→ **Text**
[BEGIN]

Note: The date on today’s blog is incorrect. It should say April 7.
We love exploring America’s back roads and small towns and finding overlooked gems that the tourist brochures never cover. In a series of weekly blog posts we will be sharing some of America’s lesser-known small town museums, historic sites, and oddball attractions, on a state-by-state basis. We don’t have room to cover each and every attraction in every state, but hope to give you some ideas for places to see your travels.
Alton: The Alton Cemetery is the final resting place of the “Gentle Giant,” Robert Wadlow, the world’s tallest man. Born in Alton in 1918, Wadlow, was 8′ 11″ tall, and weighed 490 pounds.
Arcola: The largest collection of antique brooms and brushes in the United States is on display at the historic Arcola Depot and Welcome Center, along with the Johnny Gruelle Raggedy Ann & Andy Museum which celebrates the man who created the world famous rag dolls and the joy they gave to generations of children.
Arcola: The country’s only memorial to the hippy movement is located next door to the depot.

[END]

→ **Supplied entries**
[BEGIN]

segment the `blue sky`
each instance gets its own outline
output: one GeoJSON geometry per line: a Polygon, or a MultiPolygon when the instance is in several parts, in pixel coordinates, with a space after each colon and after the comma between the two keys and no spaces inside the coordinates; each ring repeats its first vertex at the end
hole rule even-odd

[END]
[BEGIN]

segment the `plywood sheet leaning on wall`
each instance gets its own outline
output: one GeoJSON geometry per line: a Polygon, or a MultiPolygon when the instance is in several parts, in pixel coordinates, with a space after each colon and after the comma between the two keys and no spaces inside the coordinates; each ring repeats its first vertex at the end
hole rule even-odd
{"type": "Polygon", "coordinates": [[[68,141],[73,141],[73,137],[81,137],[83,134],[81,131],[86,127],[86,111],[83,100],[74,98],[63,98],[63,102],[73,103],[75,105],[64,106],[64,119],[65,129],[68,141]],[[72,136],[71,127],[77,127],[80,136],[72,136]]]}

[END]

→ **Instructions**
[a] Name each attraction or site that the small-town attractions blog post places in a town, and give the town for each.
[b] Carry the small-town attractions blog post forward, starting right after its sentence about the memorial to the hippy movement.

→ **In response**
[a]
- Alton Cemetery (Alton)
- The Arcola Depot and Welcome Center, with the largest collection of antique brooms and brushes in the United States (Arcola)
- The Johnny Gruelle Raggedy Ann & Andy Museum (Arcola)
- The country's only memorial to the hippy movement, next door to the depot (Arcola)

[b]
Benton: At the Franklin County Historic Jail Museum on State Route 4 you can see the cell where Roaring 20s gangster and murderer Charlie Birger was held and a replica of the gallows where he was executed in the last public hanging in Illinois.
Campton: You can see how a farm family lived in the mid-1800s at the living history Garfield Farm Museum here.
Champaign: Composer John Phillip Sousa’s personal band music library, willed to the University of Illinois, is on display along with period band uniforms and musical instruments at the John Philip Sousa Library and Museum.
Collinsville: The largest prehistoric Indian city in the United States can be explored at Cahokia Mounds. In 1100 A.D. up to 20,000 people lived here and built over 120 ceremonial mounds, but within 300 years the city was abandoned and the residents left no clue as to their fate. Today 65 of the mounds remain, along with a museum dedicated to the site.
Dixon: Former president Ronald Reagan spent his boyhood years in Dixon, and the home the family lived in at 816 S. Hennepin Avenue is open for tours.
Evanston: The Mitchell Museum of the American Indian focuses exclusively on the history, culture, and arts of North American native peoples. The Museum’s collections range from the Paleo-Indian period through the present day.
Hartford: The Lewis and Clark Interpretive Center brings to life the expedition of Meriwether Lewis, William Clark, and the Corps of Discovery from 1803 to 1806 with exhibits on the preparations for the epic journey, the hardships the explorers faced, and the impact their trip had on the future of the nation.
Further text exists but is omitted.